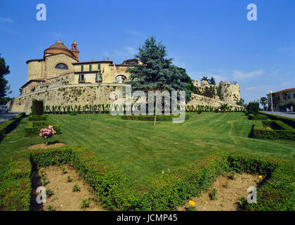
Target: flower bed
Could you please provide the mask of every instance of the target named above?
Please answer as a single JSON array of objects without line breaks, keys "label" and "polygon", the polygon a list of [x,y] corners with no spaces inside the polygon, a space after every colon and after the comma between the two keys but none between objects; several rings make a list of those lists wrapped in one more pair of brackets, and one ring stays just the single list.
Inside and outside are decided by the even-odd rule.
[{"label": "flower bed", "polygon": [[60,126],[58,124],[53,124],[49,121],[29,121],[25,127],[25,136],[29,136],[39,134],[40,129],[47,129],[49,125],[54,127],[56,134],[61,134]]},{"label": "flower bed", "polygon": [[[208,190],[218,174],[235,170],[265,179],[249,210],[294,210],[294,164],[287,160],[215,153],[176,169],[132,182],[84,147],[21,152],[14,155],[0,188],[0,210],[29,210],[30,176],[38,168],[69,164],[111,210],[171,210]],[[274,198],[275,196],[275,198]]]}]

◆ ◆ ◆

Return all lines from the entries above that contain the word "every", copying each one in full.

Could you please provide the mask of every instance of the target named above?
Please answer as a single JSON array of objects without line breaks, keys "label" and "polygon", the polygon a list of [x,y] corners with no spaces inside the polygon, a space after every colon and after the comma between the two keys but none between objects; several rings make a list of those lists wrapped in one more pair of brackets, and one ring stays just the single list.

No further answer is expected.